Among the entries that follow, some lines contain the word "woman". Show all of them.

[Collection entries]
○ ○ ○ ○

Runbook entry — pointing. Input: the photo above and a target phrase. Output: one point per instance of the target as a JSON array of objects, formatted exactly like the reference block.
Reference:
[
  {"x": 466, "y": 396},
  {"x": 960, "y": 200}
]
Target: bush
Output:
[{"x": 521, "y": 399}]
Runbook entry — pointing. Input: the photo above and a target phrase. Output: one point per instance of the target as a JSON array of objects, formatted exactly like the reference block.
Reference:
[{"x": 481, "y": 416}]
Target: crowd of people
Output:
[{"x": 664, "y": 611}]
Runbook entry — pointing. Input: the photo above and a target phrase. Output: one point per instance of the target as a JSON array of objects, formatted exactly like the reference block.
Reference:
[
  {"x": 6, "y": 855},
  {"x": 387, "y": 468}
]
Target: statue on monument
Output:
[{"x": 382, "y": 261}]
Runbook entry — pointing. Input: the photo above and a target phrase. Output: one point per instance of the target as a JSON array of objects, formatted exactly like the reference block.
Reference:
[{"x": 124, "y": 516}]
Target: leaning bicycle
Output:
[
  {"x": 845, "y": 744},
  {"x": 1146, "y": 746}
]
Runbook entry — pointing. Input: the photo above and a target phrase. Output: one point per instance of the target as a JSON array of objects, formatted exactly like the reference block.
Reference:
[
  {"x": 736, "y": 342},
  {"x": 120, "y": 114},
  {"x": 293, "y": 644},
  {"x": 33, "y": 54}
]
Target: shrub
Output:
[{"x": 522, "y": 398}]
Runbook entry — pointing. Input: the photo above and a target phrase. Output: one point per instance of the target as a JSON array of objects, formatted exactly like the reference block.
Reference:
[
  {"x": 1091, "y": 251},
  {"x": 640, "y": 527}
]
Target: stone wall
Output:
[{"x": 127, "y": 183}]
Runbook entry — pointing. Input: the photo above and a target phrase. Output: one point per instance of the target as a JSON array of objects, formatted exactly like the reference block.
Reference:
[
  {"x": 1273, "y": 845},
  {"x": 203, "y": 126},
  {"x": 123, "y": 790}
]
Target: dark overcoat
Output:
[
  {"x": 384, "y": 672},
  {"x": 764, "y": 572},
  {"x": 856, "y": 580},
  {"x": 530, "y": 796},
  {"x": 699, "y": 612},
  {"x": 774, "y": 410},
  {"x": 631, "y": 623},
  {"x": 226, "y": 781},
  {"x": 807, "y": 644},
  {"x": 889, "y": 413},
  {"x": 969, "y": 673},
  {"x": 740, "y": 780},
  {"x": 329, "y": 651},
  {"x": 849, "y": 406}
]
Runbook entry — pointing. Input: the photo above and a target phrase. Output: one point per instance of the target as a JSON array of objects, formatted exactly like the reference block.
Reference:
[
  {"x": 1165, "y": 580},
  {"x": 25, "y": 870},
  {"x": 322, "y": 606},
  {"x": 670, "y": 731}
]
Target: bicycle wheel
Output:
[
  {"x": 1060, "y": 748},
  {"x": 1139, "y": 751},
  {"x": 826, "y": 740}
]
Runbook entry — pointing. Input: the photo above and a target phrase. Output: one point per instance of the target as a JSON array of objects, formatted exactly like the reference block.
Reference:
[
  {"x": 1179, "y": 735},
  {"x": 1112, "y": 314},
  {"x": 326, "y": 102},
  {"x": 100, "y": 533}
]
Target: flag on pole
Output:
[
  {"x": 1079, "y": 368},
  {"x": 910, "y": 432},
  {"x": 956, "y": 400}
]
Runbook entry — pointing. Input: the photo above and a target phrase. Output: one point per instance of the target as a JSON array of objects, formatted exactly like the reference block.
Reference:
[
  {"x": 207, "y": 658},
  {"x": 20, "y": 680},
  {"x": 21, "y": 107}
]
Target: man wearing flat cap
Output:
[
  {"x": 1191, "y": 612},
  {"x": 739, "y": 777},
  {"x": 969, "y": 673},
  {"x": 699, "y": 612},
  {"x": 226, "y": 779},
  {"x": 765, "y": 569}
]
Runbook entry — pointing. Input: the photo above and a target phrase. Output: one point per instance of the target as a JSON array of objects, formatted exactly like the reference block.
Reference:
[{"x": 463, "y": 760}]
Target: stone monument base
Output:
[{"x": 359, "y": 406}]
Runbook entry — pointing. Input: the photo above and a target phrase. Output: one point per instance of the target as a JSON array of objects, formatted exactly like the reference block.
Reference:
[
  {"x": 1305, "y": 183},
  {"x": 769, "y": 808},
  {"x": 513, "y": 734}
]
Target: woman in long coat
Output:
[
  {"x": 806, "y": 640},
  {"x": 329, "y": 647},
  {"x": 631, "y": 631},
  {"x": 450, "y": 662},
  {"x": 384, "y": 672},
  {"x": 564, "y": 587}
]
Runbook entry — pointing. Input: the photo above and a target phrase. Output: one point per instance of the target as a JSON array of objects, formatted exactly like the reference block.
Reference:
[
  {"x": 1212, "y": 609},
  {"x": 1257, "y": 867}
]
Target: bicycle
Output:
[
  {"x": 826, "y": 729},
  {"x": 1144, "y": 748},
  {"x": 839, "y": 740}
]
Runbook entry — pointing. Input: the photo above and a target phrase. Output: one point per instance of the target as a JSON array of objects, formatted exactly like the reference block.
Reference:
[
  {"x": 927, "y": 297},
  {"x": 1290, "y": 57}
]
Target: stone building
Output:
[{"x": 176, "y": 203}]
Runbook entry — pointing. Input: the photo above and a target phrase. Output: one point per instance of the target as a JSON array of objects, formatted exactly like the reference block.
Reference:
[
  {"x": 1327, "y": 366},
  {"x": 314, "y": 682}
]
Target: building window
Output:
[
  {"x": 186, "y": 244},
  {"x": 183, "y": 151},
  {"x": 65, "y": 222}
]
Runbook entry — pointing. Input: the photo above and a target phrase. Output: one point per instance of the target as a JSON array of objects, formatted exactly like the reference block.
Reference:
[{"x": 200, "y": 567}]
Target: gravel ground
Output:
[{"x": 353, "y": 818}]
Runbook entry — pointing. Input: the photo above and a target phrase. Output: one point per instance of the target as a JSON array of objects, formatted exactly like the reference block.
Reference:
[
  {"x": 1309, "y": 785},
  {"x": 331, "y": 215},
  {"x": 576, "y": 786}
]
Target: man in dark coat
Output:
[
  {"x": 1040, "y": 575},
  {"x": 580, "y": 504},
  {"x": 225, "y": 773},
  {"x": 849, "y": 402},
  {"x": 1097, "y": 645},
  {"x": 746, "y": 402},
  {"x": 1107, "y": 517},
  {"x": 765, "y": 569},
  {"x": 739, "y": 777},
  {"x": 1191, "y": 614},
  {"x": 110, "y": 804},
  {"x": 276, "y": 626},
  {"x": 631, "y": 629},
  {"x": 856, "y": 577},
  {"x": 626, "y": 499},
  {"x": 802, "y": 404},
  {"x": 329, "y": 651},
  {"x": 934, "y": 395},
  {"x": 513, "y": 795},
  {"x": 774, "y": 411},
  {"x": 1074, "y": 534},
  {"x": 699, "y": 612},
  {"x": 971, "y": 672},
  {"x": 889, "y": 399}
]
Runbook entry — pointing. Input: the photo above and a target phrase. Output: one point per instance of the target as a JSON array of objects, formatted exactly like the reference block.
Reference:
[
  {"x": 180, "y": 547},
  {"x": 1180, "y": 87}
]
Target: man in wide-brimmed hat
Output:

○ ○ ○ ○

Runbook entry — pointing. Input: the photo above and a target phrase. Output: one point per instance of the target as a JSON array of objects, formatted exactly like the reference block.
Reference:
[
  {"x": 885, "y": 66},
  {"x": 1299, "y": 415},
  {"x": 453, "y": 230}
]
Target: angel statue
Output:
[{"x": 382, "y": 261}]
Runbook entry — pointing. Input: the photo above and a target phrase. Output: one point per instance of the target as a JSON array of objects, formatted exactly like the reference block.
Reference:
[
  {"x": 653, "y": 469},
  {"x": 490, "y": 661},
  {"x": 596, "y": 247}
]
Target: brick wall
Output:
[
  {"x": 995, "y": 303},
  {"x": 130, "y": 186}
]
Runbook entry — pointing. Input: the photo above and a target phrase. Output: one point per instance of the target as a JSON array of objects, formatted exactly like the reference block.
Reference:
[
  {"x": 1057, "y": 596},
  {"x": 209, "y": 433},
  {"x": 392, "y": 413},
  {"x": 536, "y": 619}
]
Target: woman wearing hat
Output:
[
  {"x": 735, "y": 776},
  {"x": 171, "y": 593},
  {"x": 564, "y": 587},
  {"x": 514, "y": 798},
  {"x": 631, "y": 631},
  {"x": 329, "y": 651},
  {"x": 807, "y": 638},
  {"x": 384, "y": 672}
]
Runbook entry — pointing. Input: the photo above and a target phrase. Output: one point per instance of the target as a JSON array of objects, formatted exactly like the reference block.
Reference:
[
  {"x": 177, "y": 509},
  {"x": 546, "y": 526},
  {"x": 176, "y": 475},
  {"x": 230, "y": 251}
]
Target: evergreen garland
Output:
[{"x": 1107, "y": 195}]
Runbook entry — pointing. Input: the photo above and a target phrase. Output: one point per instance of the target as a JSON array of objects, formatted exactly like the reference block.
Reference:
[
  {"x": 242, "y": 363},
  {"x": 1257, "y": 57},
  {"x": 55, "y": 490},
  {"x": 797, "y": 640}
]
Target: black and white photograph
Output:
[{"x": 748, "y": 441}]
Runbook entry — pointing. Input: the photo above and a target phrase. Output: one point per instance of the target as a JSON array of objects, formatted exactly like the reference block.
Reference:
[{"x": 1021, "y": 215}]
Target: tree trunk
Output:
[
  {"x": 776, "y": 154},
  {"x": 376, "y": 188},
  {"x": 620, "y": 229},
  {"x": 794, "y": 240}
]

○ ○ ○ ○

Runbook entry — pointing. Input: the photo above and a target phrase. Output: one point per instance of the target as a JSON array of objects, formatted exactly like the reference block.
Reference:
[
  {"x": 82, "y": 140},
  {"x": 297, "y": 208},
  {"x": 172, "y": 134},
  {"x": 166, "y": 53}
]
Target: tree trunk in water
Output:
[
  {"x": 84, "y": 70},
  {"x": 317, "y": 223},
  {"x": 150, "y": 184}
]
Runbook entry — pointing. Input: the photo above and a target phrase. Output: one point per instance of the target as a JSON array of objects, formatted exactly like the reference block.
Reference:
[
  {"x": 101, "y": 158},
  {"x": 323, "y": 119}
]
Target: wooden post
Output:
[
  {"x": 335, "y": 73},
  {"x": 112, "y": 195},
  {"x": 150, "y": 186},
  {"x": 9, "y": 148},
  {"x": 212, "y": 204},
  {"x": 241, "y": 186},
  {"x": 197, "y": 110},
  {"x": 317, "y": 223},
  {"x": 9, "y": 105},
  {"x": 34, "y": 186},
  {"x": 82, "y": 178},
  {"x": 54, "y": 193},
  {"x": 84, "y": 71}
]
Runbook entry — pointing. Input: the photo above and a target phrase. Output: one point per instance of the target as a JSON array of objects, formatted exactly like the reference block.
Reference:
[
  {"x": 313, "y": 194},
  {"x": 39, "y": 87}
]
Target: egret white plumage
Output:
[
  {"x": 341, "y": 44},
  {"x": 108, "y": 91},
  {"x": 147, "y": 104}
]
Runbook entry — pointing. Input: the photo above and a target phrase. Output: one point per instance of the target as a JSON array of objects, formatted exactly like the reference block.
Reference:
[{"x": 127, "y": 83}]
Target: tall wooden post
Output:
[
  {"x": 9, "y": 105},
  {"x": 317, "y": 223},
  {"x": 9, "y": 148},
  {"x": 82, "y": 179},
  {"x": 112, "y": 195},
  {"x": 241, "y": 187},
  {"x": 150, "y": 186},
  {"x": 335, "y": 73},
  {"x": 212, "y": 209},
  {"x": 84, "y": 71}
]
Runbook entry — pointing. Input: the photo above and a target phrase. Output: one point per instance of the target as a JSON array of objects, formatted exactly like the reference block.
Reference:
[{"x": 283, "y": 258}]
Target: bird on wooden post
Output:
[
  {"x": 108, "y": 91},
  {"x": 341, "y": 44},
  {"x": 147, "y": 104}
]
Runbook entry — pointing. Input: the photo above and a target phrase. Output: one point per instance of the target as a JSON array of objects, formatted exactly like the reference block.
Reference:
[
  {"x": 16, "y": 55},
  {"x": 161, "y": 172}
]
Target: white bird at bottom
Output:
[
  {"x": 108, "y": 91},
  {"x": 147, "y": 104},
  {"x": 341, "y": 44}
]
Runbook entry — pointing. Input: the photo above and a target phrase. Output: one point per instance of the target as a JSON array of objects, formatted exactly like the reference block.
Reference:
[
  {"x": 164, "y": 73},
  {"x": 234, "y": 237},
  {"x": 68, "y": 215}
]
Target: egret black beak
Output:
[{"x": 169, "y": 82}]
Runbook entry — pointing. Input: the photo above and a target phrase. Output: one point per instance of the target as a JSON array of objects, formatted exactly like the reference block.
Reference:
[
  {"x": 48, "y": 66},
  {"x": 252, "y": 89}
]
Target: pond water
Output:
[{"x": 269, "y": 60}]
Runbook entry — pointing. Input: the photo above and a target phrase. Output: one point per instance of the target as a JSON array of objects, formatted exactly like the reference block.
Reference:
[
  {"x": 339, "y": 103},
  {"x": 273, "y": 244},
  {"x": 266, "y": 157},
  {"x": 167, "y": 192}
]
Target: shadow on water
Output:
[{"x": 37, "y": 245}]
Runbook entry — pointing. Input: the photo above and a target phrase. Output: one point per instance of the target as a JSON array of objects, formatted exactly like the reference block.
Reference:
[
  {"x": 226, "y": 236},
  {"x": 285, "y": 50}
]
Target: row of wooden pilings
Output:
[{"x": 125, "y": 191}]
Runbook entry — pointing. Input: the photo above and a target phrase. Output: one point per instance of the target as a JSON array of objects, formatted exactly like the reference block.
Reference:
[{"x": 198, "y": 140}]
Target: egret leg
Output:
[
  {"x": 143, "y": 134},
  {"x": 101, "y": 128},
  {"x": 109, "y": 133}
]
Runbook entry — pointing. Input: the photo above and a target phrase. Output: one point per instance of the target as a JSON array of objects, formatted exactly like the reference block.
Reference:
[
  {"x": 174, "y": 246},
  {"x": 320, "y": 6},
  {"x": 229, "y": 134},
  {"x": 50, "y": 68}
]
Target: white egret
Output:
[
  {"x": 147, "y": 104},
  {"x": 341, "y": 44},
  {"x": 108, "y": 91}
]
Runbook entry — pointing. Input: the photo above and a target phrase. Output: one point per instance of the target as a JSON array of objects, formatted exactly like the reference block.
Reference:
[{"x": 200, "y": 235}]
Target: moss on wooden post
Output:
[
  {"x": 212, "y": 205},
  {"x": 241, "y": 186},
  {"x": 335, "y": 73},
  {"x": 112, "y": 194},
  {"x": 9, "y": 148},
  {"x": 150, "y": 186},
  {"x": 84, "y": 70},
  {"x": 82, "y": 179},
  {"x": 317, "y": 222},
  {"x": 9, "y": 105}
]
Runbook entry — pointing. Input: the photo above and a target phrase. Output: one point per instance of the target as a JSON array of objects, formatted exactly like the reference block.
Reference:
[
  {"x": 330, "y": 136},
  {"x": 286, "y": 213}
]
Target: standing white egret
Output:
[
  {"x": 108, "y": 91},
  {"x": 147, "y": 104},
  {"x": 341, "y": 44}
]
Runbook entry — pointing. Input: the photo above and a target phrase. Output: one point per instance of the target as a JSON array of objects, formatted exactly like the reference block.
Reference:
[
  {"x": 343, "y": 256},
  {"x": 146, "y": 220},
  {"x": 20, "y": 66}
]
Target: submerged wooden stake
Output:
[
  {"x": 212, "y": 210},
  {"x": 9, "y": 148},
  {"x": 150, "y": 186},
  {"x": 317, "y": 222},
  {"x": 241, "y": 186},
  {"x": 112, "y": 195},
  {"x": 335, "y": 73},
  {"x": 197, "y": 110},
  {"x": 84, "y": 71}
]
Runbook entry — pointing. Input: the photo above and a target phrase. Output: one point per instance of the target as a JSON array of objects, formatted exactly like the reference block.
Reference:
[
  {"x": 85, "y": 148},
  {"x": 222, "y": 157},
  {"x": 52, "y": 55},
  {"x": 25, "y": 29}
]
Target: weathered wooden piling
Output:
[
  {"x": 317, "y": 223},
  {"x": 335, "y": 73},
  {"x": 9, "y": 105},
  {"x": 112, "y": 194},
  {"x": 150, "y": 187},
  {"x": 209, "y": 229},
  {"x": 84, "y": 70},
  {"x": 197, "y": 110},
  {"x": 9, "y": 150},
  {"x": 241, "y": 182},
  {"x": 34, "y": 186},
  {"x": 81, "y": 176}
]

○ ○ ○ ○

__WRITTEN REPLY__.
Target: woman in long coat
Target: woman wearing hat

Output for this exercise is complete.